▸ **Material provided**:
______________________________

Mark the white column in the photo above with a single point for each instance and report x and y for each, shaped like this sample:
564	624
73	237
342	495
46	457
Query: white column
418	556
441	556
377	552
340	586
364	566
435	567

______________________________

▸ **Work instruction**: Repeat the data above exactly.

▸ **Answer below**:
Mark the white column in the photo above with a single point for each instance and report x and y for each, shaped like this sample:
564	624
73	237
342	495
46	457
Query: white column
418	556
441	556
377	552
340	586
364	566
435	567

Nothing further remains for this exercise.